**ACTIVITY**
Please copy each line of the listing below in which the word "wheel" appears.

**DATA**

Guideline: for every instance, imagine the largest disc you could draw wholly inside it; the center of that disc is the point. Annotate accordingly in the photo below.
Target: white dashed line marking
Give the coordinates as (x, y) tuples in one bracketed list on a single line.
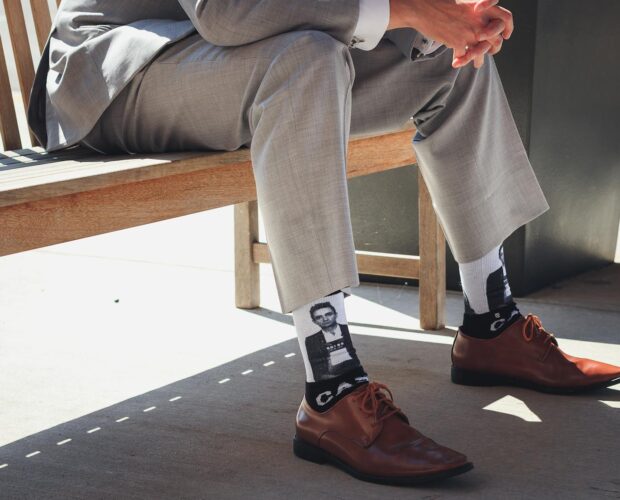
[(611, 404)]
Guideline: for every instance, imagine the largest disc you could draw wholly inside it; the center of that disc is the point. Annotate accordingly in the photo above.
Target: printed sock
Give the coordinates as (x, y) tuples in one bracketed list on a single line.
[(489, 307), (333, 369)]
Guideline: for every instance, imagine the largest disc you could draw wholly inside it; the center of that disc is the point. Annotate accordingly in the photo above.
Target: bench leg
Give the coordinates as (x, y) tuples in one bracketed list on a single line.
[(432, 263), (247, 275)]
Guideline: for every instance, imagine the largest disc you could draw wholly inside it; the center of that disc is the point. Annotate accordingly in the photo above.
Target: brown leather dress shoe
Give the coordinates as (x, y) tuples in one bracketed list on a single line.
[(366, 435), (528, 356)]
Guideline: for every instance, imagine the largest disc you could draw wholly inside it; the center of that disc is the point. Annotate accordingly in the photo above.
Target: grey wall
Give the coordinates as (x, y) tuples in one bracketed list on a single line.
[(562, 85)]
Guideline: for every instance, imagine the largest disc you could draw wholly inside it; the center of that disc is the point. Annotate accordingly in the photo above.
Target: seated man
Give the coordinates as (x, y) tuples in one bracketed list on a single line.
[(293, 79)]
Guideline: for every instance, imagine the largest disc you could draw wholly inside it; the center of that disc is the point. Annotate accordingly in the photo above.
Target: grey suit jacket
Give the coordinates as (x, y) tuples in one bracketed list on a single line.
[(97, 46)]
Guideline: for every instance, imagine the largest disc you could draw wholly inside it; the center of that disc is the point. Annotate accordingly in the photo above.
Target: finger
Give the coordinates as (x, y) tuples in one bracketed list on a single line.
[(475, 51), (456, 54), (484, 5), (497, 45), (506, 16), (492, 30)]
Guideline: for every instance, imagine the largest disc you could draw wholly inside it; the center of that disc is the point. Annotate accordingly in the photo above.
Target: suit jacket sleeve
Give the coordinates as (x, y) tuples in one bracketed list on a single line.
[(238, 22)]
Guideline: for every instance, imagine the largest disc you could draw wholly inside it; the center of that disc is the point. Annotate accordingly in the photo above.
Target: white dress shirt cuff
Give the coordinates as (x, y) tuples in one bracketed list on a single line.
[(372, 23)]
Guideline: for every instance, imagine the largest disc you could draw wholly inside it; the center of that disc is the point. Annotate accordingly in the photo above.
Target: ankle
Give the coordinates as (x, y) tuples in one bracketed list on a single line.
[(491, 324), (321, 396)]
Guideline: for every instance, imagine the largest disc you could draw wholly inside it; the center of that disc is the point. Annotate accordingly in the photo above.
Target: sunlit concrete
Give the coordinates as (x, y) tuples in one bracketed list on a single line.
[(127, 348)]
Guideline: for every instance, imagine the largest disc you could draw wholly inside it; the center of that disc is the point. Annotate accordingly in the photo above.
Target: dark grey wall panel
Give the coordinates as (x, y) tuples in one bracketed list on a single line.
[(562, 80), (575, 138)]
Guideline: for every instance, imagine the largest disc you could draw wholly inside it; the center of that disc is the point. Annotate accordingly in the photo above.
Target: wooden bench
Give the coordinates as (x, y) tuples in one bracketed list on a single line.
[(57, 197)]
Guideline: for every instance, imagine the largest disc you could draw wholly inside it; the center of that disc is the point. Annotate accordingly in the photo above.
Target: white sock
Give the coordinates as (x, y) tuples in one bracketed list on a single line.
[(485, 283)]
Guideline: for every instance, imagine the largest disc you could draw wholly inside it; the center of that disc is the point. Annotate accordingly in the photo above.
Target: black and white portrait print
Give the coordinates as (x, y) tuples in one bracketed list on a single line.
[(330, 350)]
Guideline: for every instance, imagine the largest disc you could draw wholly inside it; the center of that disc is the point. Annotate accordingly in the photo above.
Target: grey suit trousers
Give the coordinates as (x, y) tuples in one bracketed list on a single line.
[(295, 99)]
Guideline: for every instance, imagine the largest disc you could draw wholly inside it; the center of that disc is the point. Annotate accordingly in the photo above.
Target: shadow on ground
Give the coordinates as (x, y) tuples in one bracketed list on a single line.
[(233, 439)]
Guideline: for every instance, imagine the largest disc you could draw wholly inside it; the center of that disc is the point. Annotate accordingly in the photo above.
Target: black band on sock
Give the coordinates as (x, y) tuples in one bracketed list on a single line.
[(321, 396), (491, 324)]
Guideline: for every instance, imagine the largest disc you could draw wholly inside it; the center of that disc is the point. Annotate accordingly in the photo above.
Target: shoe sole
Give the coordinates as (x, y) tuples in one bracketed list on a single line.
[(472, 378), (316, 455)]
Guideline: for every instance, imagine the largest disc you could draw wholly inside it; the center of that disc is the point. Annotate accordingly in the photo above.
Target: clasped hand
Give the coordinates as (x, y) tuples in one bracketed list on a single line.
[(470, 28)]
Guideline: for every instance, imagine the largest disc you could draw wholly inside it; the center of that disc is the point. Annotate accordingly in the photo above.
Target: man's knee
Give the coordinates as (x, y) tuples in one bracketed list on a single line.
[(311, 50)]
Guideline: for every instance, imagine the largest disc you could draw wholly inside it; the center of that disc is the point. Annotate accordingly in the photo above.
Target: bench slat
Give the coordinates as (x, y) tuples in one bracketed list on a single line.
[(42, 20), (136, 191), (9, 130), (25, 182), (21, 47)]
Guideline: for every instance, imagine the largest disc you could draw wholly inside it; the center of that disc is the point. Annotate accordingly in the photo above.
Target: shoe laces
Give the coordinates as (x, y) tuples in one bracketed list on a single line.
[(532, 328), (376, 400)]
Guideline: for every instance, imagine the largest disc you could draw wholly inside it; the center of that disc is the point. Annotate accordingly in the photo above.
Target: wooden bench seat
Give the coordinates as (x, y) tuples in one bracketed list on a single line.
[(49, 198)]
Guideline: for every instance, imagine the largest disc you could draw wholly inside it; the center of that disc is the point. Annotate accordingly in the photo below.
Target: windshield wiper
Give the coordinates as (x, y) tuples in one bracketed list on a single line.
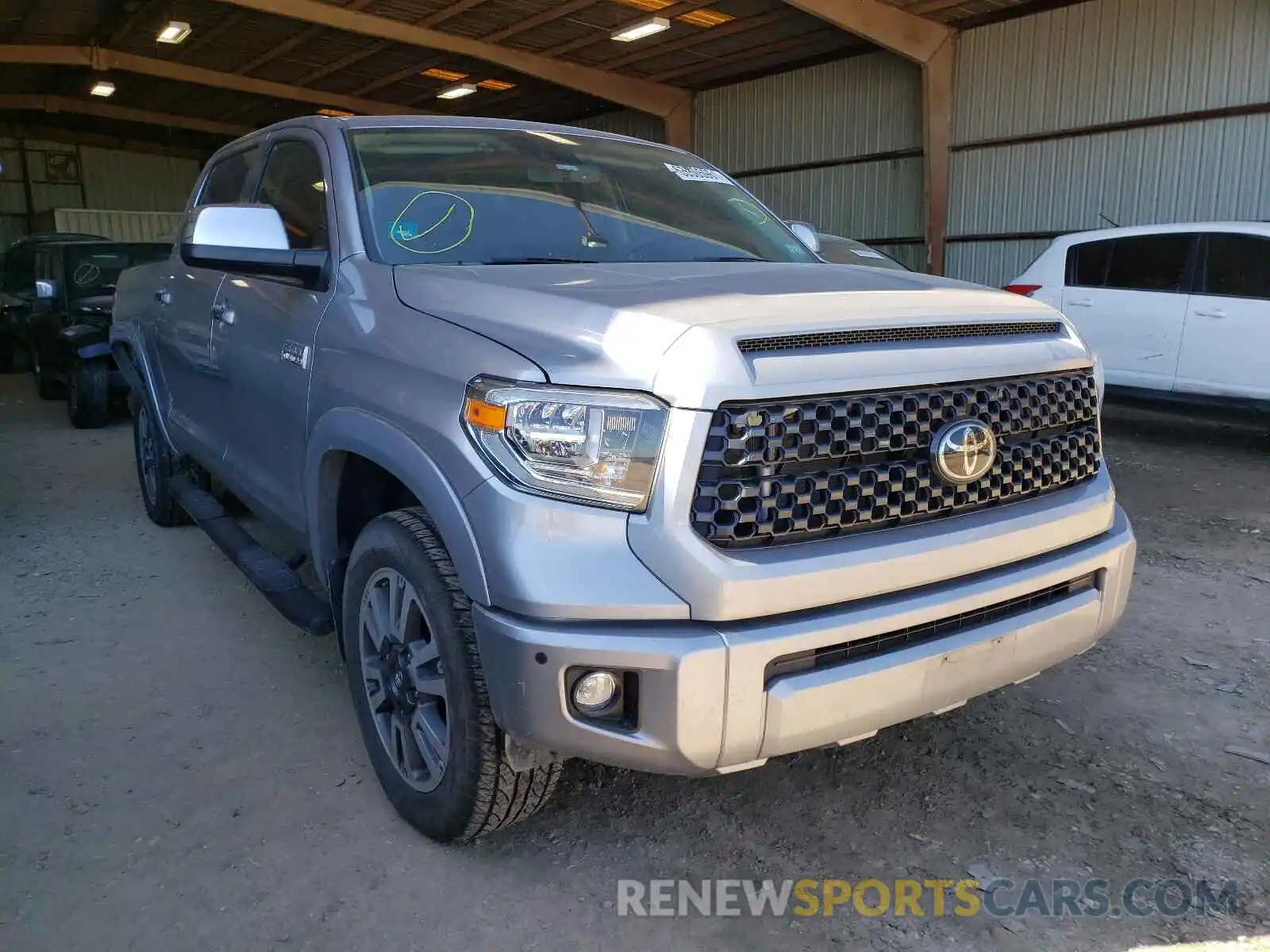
[(540, 260)]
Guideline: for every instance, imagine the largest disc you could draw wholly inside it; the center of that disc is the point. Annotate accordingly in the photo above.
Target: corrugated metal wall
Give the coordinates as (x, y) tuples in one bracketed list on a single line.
[(1062, 75), (108, 179), (626, 122)]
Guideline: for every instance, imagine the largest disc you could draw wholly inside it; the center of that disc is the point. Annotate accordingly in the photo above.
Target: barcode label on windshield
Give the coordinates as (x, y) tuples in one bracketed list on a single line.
[(691, 173)]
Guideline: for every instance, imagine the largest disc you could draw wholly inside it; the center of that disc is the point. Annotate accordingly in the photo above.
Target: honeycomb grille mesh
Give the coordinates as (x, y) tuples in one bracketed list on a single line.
[(791, 471), (887, 336)]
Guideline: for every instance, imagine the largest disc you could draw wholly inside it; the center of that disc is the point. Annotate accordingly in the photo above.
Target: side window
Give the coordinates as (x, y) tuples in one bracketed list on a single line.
[(1087, 264), (1237, 266), (1149, 262), (229, 179), (294, 183)]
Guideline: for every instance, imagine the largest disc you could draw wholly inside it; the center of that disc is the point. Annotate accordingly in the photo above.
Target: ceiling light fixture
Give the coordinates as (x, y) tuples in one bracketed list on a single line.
[(645, 29), (463, 89), (448, 75), (175, 32)]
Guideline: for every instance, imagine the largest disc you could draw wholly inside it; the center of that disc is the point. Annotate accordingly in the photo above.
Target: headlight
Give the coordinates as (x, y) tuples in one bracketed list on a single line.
[(587, 446)]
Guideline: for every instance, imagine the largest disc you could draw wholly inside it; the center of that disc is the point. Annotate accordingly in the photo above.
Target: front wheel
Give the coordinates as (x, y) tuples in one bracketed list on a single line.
[(154, 467), (89, 400), (419, 691)]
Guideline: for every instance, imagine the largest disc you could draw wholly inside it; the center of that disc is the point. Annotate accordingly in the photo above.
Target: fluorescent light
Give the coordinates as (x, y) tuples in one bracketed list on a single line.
[(645, 29), (175, 32), (552, 137), (463, 89)]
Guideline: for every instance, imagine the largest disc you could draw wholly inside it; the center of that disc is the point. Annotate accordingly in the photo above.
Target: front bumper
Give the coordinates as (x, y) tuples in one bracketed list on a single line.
[(708, 704)]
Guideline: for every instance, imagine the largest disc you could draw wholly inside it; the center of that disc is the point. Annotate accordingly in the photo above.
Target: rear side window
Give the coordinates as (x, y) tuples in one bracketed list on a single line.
[(1237, 266), (230, 178), (294, 183), (1087, 264), (1149, 263)]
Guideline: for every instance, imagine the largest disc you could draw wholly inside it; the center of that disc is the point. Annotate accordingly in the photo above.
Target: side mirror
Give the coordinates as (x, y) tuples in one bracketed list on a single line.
[(248, 239), (806, 234)]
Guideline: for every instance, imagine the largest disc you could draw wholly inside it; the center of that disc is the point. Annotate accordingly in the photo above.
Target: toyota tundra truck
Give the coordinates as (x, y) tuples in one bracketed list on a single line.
[(591, 455)]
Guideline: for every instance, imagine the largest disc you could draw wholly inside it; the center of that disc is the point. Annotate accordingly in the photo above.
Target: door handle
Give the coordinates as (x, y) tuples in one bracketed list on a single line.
[(224, 314)]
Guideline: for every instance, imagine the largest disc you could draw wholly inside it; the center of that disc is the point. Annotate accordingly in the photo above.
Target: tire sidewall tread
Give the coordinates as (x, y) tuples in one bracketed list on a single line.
[(479, 793)]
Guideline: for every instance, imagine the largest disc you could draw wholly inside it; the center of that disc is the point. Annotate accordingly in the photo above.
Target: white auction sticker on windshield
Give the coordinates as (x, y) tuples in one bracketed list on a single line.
[(692, 173)]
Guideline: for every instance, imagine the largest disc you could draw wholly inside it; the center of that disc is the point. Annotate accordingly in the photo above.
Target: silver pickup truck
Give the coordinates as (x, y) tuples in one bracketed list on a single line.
[(595, 457)]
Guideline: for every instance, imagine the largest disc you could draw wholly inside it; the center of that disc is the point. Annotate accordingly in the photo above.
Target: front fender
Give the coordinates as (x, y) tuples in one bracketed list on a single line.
[(130, 357), (348, 431)]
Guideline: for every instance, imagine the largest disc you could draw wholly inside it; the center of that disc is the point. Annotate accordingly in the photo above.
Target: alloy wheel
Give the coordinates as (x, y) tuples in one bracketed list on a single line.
[(403, 678)]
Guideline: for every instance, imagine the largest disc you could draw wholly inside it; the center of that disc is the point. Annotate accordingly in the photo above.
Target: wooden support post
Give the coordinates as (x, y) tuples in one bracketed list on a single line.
[(937, 84)]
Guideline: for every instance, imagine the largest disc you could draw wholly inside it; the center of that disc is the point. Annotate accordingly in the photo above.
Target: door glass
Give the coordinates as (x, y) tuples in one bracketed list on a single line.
[(1087, 264), (1237, 266), (294, 184), (230, 178), (1149, 263)]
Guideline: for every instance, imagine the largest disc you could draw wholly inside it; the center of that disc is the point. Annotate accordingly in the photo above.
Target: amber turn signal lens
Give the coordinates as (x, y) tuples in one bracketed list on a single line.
[(487, 416)]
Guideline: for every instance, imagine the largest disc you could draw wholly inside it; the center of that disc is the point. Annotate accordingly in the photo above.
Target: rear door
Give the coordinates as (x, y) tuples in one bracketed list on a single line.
[(1226, 346), (184, 298), (266, 352), (1128, 298)]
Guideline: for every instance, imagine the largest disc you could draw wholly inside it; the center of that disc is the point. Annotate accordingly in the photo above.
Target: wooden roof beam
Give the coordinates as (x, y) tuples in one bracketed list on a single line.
[(634, 93), (908, 35), (106, 60), (106, 111)]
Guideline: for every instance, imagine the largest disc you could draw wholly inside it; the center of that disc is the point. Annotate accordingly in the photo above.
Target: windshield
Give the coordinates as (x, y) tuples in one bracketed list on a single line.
[(94, 270), (446, 196)]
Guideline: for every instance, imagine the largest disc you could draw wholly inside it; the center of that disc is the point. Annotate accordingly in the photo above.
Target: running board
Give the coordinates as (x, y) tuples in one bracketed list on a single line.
[(276, 581)]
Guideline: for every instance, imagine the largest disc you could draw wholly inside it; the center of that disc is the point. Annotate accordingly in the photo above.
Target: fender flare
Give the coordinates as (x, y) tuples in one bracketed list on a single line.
[(130, 357), (348, 431)]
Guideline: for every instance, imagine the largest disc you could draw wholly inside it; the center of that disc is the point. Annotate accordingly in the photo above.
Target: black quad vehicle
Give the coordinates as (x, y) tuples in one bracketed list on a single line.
[(70, 323), (17, 291)]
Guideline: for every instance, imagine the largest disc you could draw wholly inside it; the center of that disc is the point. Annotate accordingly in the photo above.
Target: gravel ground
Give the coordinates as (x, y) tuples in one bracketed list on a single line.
[(182, 770)]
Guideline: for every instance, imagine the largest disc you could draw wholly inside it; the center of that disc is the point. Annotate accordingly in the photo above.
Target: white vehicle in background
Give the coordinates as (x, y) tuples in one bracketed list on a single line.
[(1178, 310)]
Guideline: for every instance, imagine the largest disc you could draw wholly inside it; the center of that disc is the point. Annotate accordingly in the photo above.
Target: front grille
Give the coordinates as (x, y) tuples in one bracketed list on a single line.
[(926, 631), (817, 467), (889, 336)]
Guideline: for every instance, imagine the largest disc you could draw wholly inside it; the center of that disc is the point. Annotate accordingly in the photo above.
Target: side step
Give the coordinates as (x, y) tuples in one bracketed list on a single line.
[(277, 582)]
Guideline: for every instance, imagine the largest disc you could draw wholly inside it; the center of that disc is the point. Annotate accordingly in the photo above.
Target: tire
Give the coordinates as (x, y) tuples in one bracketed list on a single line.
[(399, 562), (48, 387), (154, 456), (88, 401)]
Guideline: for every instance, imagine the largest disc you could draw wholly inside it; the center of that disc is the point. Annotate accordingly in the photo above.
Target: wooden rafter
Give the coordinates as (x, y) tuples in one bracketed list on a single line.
[(634, 93), (105, 60), (106, 111)]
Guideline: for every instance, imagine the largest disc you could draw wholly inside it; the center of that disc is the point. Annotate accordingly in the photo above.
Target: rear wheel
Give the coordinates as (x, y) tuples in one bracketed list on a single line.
[(89, 399), (419, 689), (154, 467)]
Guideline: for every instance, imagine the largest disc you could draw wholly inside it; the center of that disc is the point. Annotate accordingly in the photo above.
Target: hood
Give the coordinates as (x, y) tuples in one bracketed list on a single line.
[(671, 328)]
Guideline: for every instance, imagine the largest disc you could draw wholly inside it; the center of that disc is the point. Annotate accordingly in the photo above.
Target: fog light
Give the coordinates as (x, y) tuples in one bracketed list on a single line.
[(595, 691)]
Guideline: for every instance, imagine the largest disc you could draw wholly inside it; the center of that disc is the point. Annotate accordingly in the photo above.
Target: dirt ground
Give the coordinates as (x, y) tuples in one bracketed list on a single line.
[(182, 770)]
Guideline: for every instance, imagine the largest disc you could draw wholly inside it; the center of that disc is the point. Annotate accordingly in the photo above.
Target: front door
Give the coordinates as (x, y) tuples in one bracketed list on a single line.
[(1226, 347), (184, 298), (266, 349), (1128, 298)]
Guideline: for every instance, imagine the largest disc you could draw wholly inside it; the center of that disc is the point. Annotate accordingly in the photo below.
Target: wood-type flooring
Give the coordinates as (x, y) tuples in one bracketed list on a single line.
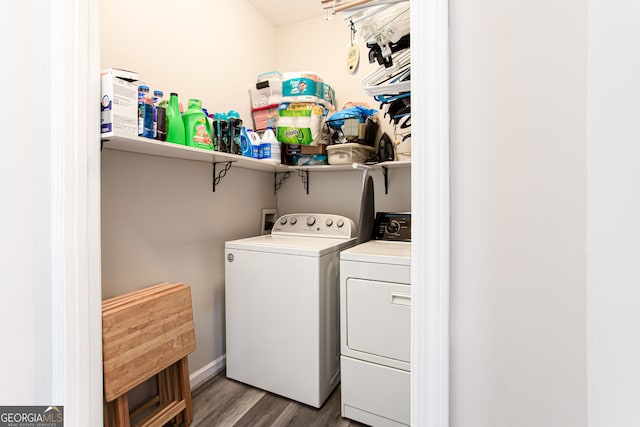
[(221, 402)]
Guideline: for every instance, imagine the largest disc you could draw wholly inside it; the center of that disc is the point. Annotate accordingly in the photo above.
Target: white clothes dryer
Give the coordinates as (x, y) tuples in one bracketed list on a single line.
[(375, 326), (282, 308)]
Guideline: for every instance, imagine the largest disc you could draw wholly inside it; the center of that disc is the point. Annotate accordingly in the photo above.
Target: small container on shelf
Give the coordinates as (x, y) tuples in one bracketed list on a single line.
[(344, 154)]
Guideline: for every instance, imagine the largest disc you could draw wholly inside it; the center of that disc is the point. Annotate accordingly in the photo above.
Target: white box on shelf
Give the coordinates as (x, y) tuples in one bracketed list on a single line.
[(119, 103), (344, 154)]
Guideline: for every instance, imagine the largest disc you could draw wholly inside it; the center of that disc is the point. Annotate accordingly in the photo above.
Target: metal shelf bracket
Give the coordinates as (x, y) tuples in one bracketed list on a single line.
[(385, 173), (216, 178), (278, 183)]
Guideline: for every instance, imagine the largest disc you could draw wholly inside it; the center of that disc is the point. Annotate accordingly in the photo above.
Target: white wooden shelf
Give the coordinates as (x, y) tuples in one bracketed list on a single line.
[(137, 144)]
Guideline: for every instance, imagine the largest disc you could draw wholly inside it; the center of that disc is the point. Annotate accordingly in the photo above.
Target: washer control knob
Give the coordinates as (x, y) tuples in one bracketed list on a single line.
[(393, 227)]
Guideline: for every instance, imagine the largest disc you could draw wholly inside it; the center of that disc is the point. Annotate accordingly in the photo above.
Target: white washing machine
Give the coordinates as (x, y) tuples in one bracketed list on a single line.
[(375, 325), (282, 309)]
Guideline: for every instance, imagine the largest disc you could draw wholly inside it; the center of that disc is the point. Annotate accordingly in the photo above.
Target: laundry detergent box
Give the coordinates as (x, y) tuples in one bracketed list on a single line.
[(119, 103), (300, 122)]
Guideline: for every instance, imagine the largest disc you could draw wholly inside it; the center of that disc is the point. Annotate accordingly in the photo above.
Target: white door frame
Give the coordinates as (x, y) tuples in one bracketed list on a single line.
[(430, 212), (75, 181)]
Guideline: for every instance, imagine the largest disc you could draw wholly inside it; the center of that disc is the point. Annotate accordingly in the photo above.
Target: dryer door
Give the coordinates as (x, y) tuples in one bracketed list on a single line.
[(378, 316)]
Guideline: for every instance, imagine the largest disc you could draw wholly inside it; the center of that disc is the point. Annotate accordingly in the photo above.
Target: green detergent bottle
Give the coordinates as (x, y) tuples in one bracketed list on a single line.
[(197, 128), (175, 125)]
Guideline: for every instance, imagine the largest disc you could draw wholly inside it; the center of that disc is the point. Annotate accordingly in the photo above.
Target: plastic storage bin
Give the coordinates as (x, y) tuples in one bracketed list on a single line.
[(344, 154)]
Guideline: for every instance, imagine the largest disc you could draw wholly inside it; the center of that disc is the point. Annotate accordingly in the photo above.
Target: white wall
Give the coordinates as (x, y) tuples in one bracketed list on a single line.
[(160, 219), (25, 219), (518, 203), (614, 209)]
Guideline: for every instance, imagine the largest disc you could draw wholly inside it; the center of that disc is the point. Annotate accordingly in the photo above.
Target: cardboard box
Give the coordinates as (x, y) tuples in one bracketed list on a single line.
[(119, 103)]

**PROBLEM SOLUTION**
Target: front wheel
Target: alloy wheel
Target: rear wheel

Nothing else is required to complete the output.